---- LISTING

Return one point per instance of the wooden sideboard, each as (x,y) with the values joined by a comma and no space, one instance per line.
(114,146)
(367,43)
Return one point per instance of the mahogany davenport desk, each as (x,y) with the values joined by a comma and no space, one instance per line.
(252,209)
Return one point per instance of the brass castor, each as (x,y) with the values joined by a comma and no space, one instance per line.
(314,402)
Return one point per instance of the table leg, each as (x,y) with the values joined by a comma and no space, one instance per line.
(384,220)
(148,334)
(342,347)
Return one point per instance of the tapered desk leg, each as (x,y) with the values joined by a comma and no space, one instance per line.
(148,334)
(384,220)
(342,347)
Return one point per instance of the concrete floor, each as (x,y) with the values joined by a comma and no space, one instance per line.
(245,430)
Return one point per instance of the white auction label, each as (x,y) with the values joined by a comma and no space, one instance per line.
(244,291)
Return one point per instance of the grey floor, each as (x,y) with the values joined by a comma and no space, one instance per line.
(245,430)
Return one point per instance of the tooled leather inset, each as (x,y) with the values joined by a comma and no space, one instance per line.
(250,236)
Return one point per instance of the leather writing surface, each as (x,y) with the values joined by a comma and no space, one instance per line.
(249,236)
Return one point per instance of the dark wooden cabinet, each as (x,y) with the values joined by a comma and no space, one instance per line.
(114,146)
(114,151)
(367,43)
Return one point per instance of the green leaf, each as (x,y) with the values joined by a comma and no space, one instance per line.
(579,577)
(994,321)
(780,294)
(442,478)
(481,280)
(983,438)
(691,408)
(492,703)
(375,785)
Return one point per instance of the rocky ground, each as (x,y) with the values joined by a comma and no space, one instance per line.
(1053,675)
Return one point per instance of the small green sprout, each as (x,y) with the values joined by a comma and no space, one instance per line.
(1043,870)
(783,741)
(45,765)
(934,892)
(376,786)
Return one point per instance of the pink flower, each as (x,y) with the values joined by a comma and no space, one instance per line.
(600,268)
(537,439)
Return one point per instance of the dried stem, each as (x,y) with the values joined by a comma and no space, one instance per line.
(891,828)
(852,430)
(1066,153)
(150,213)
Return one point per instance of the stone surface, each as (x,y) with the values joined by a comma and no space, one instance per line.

--------

What are the lines from the one with "Return one point per instance of the rocky" through the last line of the records above? Quote them exactly and add nothing.

Return one point per instance of the rocky ground, each as (x,y) with the values joined by a comma and no space, one instance per line.
(1053,675)
Return one point per instance of the small green sprout, each as (x,y) with the values joined by a comma and no space, one instance per line.
(1043,870)
(783,741)
(45,765)
(934,892)
(376,786)
Return one point per instance of the pink flower, each as (x,y) with the values joined by a comma and no space, one instance per line.
(600,268)
(537,439)
Return one point per instance of the dried stem, each as (x,y) with the values joined by a comma and no space, one instance per line.
(891,828)
(852,430)
(1066,153)
(150,213)
Return one point per instance of the stone surface, each as (x,y) with the values joined by a comma and no space, one instance per line.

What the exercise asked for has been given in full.